[Stored dataset items]

──────

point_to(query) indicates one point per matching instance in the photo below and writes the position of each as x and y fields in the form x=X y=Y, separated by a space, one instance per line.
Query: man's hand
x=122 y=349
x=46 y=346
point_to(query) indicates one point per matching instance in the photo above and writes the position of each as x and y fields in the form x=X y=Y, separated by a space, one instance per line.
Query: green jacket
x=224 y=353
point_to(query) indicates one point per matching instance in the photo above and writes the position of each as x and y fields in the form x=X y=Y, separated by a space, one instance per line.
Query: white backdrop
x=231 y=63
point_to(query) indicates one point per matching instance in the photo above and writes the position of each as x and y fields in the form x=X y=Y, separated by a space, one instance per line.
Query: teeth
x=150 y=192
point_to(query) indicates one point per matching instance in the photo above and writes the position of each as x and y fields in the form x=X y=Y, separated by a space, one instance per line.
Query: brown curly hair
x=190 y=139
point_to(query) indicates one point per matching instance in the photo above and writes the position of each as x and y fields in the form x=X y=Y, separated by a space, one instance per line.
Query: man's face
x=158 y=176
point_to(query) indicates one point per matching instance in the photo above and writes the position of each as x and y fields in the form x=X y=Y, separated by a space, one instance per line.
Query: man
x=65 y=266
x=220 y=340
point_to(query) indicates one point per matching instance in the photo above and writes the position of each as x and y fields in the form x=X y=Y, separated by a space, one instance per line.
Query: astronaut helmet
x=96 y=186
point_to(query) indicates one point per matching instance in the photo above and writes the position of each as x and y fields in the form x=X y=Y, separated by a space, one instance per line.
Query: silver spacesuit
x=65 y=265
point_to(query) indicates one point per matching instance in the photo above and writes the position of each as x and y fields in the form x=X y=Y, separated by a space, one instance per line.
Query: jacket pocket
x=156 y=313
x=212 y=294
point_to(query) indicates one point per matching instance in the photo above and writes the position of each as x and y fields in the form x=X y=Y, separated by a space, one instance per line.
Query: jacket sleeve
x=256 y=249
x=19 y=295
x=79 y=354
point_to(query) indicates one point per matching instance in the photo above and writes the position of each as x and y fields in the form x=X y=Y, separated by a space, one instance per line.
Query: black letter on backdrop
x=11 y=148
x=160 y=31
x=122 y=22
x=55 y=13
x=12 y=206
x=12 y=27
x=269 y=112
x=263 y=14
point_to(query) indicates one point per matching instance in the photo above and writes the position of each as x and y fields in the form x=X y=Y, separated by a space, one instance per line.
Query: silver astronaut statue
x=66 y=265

──────

BRIEF = Down to the final line, the data above must be copied exactly.

RESULT =
point_to(query) indicates one point per matching instance in the photo below and writes the position of each as x and y fields in the form x=X y=Y, separated by a space, one instance per line.
Query: man's hand
x=122 y=349
x=46 y=346
point_to(query) indicates one point per matching instance in the photo above and writes the position of each as x and y fields in the form x=X y=Y, separated by a space, one instance per line.
Query: green jacket
x=224 y=353
point_to(query) indicates one point per matching instance in the photo above and writes the position of each as x and y fields in the form x=X y=Y, separated by a space, one instance per line.
Query: white backdrop
x=231 y=63
point_to(query) indicates one point per matching instance in the photo above and writes the position of each as x and y fields in the form x=X y=Y, separated by a space, one instance per line.
Query: teeth
x=150 y=192
point_to(query) indicates one point per matching instance in the photo above and writes the position of each as x and y fields in the form x=X y=Y, separated by a space, one instance per line.
Query: brown curly hair
x=190 y=139
point_to(query) indicates one point per matching instance in the photo above and writes the position of each as x and y fields in the form x=X y=Y, separated by a space, one instance per line.
Query: man's face
x=158 y=176
point_to(query) indicates one point per matching instance in the photo above and writes the position of each as x and y fields in the form x=X y=Y, separated by a space, one instance per line.
Query: man
x=65 y=266
x=220 y=340
point_to(query) indicates one point per matching instance in the photo above and writes the position of each as x and y fields in the form x=X y=Y, separated by a space, one instance per line.
Query: astronaut helmet
x=96 y=186
point_to(query) indicates one point per matching instance in the photo above and writes the position of each as x and y fields in the form x=X y=Y, separated by a space, one instance per line.
Query: silver spacesuit
x=65 y=265
point_to(query) indicates one point per matching instance in the photo above and writes the position of each as x and y fields in the form x=X y=Y, separated by a space, one instance per line.
Query: jacket pocket
x=156 y=313
x=212 y=294
point_to(query) indicates one point per matching instance in the photo above and writes the position of each as x and y fields in the form x=X y=Y, separated by a space, one instance per line.
Query: jacket sleeve
x=256 y=249
x=19 y=295
x=79 y=354
point_to(query) indicates one point per matching instance in the photo above and writes the position of each as x and y fields in the form x=X y=Y, separated by a space, one instance per line.
Query: black letter on backdrop
x=11 y=148
x=160 y=31
x=122 y=22
x=55 y=13
x=12 y=206
x=12 y=27
x=269 y=112
x=263 y=14
point_to(query) indicates one point per matching instance in the photo above and writes the position of each as x and y fields in the form x=X y=Y, separated by a space, one instance per line.
Query: silver astronaut statue
x=66 y=265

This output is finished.